== Stored data ==
━━━━━━━━

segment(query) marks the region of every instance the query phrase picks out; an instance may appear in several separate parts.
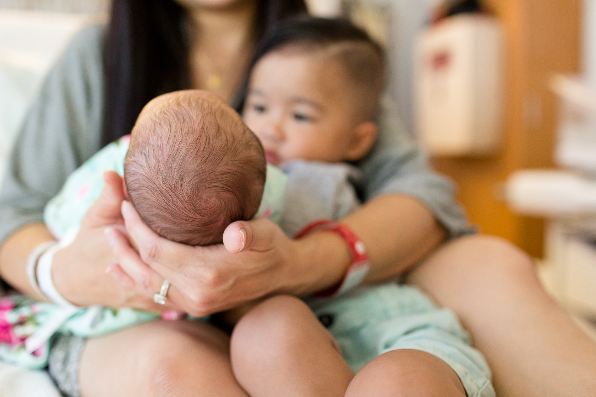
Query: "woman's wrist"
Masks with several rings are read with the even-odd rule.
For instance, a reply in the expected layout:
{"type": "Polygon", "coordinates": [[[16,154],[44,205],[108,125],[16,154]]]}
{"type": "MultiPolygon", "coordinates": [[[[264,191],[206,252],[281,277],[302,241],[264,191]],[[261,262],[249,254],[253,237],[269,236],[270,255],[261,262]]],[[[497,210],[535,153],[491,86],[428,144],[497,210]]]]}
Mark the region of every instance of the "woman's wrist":
{"type": "Polygon", "coordinates": [[[70,247],[66,247],[58,251],[54,255],[54,263],[52,265],[52,277],[54,285],[60,293],[66,300],[76,305],[83,305],[83,302],[78,302],[76,287],[78,284],[76,281],[72,279],[76,272],[70,270],[70,247]]]}
{"type": "Polygon", "coordinates": [[[352,263],[347,244],[333,232],[319,232],[293,240],[291,246],[291,274],[287,279],[293,284],[286,292],[298,296],[337,285],[352,263]]]}

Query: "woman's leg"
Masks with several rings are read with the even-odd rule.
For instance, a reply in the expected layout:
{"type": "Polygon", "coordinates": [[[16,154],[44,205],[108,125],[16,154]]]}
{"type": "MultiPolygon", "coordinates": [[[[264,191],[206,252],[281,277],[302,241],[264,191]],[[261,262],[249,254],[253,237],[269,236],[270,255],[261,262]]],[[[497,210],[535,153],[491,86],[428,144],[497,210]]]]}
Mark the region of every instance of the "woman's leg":
{"type": "Polygon", "coordinates": [[[343,397],[353,377],[333,337],[300,299],[260,304],[232,334],[232,366],[252,397],[343,397]]]}
{"type": "Polygon", "coordinates": [[[393,350],[367,364],[346,397],[465,397],[460,378],[445,361],[420,350],[393,350]]]}
{"type": "Polygon", "coordinates": [[[229,338],[209,324],[154,321],[89,339],[82,397],[247,397],[232,374],[229,338]]]}
{"type": "Polygon", "coordinates": [[[594,395],[596,344],[547,295],[517,247],[489,236],[459,239],[408,281],[458,314],[486,357],[498,395],[594,395]]]}

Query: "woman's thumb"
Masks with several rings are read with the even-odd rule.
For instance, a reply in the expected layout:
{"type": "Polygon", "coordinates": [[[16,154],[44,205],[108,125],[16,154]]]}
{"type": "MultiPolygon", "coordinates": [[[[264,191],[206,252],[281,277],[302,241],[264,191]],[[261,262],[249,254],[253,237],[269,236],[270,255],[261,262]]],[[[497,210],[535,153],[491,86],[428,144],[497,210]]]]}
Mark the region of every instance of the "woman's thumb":
{"type": "Polygon", "coordinates": [[[126,199],[122,178],[113,171],[104,173],[104,187],[97,200],[87,212],[87,220],[94,226],[124,223],[120,205],[126,199]]]}
{"type": "Polygon", "coordinates": [[[249,249],[266,251],[272,248],[279,233],[283,235],[284,232],[265,218],[237,221],[229,224],[224,230],[224,245],[232,254],[249,249]]]}

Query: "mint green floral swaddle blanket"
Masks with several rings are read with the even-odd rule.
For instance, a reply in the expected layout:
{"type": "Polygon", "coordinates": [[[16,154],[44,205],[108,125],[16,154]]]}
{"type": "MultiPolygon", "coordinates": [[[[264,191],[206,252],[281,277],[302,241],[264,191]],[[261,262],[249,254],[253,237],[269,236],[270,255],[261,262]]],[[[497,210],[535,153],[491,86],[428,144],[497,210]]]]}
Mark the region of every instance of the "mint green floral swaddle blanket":
{"type": "MultiPolygon", "coordinates": [[[[89,207],[99,197],[103,174],[124,174],[130,136],[107,145],[67,179],[60,192],[46,205],[44,220],[58,240],[76,233],[89,207]]],[[[263,198],[256,217],[279,223],[283,211],[285,174],[267,164],[263,198]]],[[[48,345],[56,333],[83,337],[98,336],[141,323],[157,320],[159,312],[101,306],[73,309],[35,302],[21,296],[0,300],[0,360],[32,369],[47,365],[48,345]]]]}

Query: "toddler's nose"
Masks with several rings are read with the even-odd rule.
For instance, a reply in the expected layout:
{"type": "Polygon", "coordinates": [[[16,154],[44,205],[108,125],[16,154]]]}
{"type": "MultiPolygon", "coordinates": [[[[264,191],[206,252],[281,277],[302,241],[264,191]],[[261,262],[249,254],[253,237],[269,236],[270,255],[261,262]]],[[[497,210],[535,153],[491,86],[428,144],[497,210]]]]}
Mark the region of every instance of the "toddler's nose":
{"type": "Polygon", "coordinates": [[[263,132],[265,137],[272,142],[278,143],[285,138],[283,129],[278,123],[268,123],[265,126],[263,132]]]}

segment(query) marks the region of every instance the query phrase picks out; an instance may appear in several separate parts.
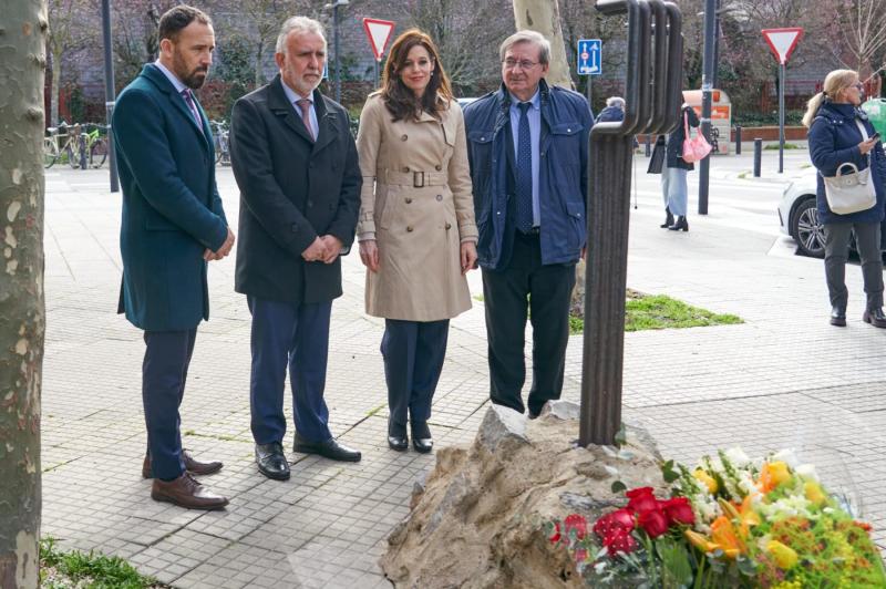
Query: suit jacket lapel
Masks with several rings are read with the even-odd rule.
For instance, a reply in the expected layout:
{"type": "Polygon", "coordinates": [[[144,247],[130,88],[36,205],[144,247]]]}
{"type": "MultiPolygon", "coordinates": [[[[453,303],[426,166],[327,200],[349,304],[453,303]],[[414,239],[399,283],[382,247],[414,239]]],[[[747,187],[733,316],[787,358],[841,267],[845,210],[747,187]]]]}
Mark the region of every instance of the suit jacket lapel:
{"type": "MultiPolygon", "coordinates": [[[[194,130],[194,133],[200,135],[200,138],[203,138],[203,146],[208,151],[209,134],[205,132],[200,133],[200,127],[197,126],[197,122],[194,120],[194,114],[190,112],[190,108],[187,107],[185,99],[175,91],[175,86],[173,86],[172,82],[169,82],[169,79],[166,78],[166,75],[153,64],[145,65],[142,70],[142,75],[151,80],[161,92],[164,92],[169,97],[169,103],[173,105],[173,108],[176,108],[185,118],[187,118],[187,121],[190,123],[190,127],[194,130]]],[[[196,96],[194,97],[194,104],[197,106],[197,112],[200,114],[200,121],[204,121],[203,127],[206,130],[206,115],[203,112],[203,107],[197,102],[196,96]]]]}

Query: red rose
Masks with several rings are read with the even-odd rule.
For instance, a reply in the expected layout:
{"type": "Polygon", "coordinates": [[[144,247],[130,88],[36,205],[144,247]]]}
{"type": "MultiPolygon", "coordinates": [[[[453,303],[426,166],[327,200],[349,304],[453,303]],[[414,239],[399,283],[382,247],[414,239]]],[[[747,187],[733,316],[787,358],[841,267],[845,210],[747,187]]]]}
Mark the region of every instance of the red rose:
{"type": "Polygon", "coordinates": [[[652,487],[635,488],[625,495],[629,499],[628,509],[631,512],[642,515],[647,512],[657,512],[659,509],[658,499],[652,494],[652,487]]]}
{"type": "Polygon", "coordinates": [[[658,509],[641,513],[637,523],[650,538],[658,538],[668,531],[668,518],[658,509]]]}
{"type": "Polygon", "coordinates": [[[696,514],[692,513],[692,506],[689,505],[689,499],[686,497],[673,497],[662,502],[662,509],[670,526],[673,524],[691,526],[696,523],[696,514]]]}
{"type": "Polygon", "coordinates": [[[560,538],[562,538],[562,536],[560,536],[560,523],[559,521],[555,521],[554,523],[554,534],[550,535],[548,540],[550,540],[550,544],[557,544],[558,541],[560,541],[560,538]]]}
{"type": "Polygon", "coordinates": [[[612,534],[630,534],[633,529],[633,514],[627,509],[618,509],[610,514],[606,514],[594,524],[594,533],[600,537],[606,538],[612,534]]]}
{"type": "Polygon", "coordinates": [[[569,536],[569,531],[575,530],[575,537],[579,540],[588,533],[587,519],[585,519],[585,516],[580,516],[578,514],[566,516],[566,519],[563,521],[563,526],[566,531],[566,536],[569,536]]]}
{"type": "Polygon", "coordinates": [[[625,531],[624,529],[610,533],[601,538],[601,540],[604,547],[609,550],[609,556],[611,557],[615,557],[617,552],[632,552],[638,546],[637,540],[633,539],[633,535],[630,531],[625,531]]]}

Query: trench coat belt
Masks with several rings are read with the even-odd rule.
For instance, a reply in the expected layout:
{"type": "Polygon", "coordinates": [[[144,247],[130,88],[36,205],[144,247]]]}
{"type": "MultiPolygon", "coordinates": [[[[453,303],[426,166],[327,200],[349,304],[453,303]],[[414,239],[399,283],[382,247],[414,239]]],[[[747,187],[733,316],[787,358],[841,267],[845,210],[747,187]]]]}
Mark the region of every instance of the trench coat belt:
{"type": "Polygon", "coordinates": [[[445,186],[449,183],[446,174],[443,172],[422,172],[413,170],[396,172],[394,169],[384,170],[384,183],[395,186],[412,186],[422,188],[424,186],[445,186]]]}

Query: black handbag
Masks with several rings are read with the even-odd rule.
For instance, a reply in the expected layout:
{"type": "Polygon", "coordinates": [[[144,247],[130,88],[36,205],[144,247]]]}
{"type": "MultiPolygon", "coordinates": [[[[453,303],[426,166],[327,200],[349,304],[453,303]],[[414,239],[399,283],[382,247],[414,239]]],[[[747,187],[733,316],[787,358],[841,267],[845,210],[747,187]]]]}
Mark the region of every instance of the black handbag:
{"type": "Polygon", "coordinates": [[[656,146],[652,147],[652,156],[649,158],[649,168],[647,174],[661,174],[664,167],[664,158],[668,155],[668,146],[663,141],[656,141],[656,146]]]}

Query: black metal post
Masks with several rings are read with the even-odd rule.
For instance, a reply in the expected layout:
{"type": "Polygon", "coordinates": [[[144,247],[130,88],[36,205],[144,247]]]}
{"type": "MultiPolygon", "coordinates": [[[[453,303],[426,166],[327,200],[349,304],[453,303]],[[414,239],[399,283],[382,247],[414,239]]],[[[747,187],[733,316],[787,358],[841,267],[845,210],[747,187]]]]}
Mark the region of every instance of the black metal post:
{"type": "MultiPolygon", "coordinates": [[[[713,93],[713,78],[717,64],[714,63],[715,43],[714,29],[717,25],[717,0],[704,0],[704,54],[701,75],[701,132],[711,141],[711,99],[713,93]]],[[[699,165],[699,215],[708,214],[708,190],[710,183],[711,155],[701,161],[699,165]]]]}
{"type": "Polygon", "coordinates": [[[760,167],[763,162],[763,140],[754,140],[754,178],[760,177],[760,167]]]}
{"type": "Polygon", "coordinates": [[[111,192],[119,193],[117,156],[114,148],[114,130],[111,128],[116,94],[114,89],[114,58],[111,51],[111,0],[102,0],[102,39],[104,41],[104,106],[105,121],[107,122],[107,165],[111,168],[111,192]]]}
{"type": "Polygon", "coordinates": [[[680,11],[662,0],[597,0],[605,16],[628,14],[625,120],[589,137],[588,258],[579,444],[612,445],[621,427],[625,289],[633,135],[667,133],[679,118],[680,11]],[[655,51],[652,30],[655,23],[655,51]]]}
{"type": "Polygon", "coordinates": [[[779,174],[784,172],[784,63],[779,64],[779,174]]]}

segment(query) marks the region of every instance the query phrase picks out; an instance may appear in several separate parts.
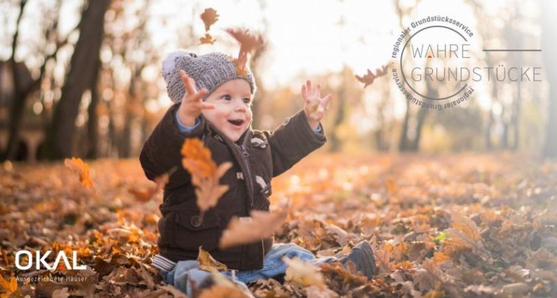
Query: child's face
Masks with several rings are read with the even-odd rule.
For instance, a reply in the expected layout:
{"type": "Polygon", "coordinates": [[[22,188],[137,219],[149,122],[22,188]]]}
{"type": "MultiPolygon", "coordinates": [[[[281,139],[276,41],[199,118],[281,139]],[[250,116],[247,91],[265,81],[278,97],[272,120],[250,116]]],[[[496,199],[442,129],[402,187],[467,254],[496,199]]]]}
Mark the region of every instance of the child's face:
{"type": "Polygon", "coordinates": [[[203,111],[211,124],[235,142],[251,123],[251,93],[244,79],[228,81],[217,88],[205,100],[214,104],[214,109],[203,111]]]}

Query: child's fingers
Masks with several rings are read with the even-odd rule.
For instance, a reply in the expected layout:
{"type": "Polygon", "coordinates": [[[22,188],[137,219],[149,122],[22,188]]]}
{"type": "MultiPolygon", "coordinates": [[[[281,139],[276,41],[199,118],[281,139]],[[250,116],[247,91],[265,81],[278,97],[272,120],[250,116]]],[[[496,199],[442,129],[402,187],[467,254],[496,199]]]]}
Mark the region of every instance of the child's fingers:
{"type": "Polygon", "coordinates": [[[201,105],[200,108],[202,110],[212,110],[215,108],[215,105],[213,104],[207,104],[207,102],[201,102],[201,105]]]}
{"type": "Polygon", "coordinates": [[[322,102],[323,102],[323,106],[325,107],[325,110],[327,110],[327,109],[329,107],[327,106],[329,105],[329,103],[331,102],[331,100],[332,98],[333,95],[331,95],[331,94],[327,94],[327,96],[325,96],[325,97],[323,98],[323,101],[322,102]]]}
{"type": "Polygon", "coordinates": [[[304,102],[307,101],[306,98],[308,98],[308,91],[306,89],[306,85],[301,85],[301,98],[304,99],[304,102]]]}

━━━━━━━━

== Instructions to follow ==
Extract the closing run of lines, starting with the one containing "Query: child's fingers" and ending at the last, exactly as written.

== Answer to this exercise ==
Query: child's fingers
Masks with several rings are read with the even-odd rule.
For instance, a reply in the expected layout:
{"type": "Polygon", "coordinates": [[[22,188],[137,219],[149,122],[22,188]]]}
{"type": "MultiPolygon", "coordinates": [[[[281,139],[276,41],[199,118],[281,139]],[[250,116],[247,91],[265,81],[278,97],[272,120],[250,116]]],[[[496,199],[442,129],[402,187],[467,254],[496,199]]]]}
Mark the region of every instance of the child's fingers:
{"type": "Polygon", "coordinates": [[[201,105],[200,108],[202,110],[212,110],[215,108],[215,105],[213,104],[207,104],[207,102],[201,102],[201,105]]]}
{"type": "Polygon", "coordinates": [[[322,102],[323,102],[323,106],[325,107],[325,110],[327,110],[327,109],[329,107],[327,106],[329,105],[329,103],[331,102],[331,100],[332,98],[333,95],[331,95],[331,94],[327,94],[327,96],[325,96],[325,97],[323,98],[323,101],[322,102]]]}
{"type": "Polygon", "coordinates": [[[304,102],[307,101],[306,98],[308,98],[308,91],[306,89],[306,85],[301,85],[301,98],[304,99],[304,102]]]}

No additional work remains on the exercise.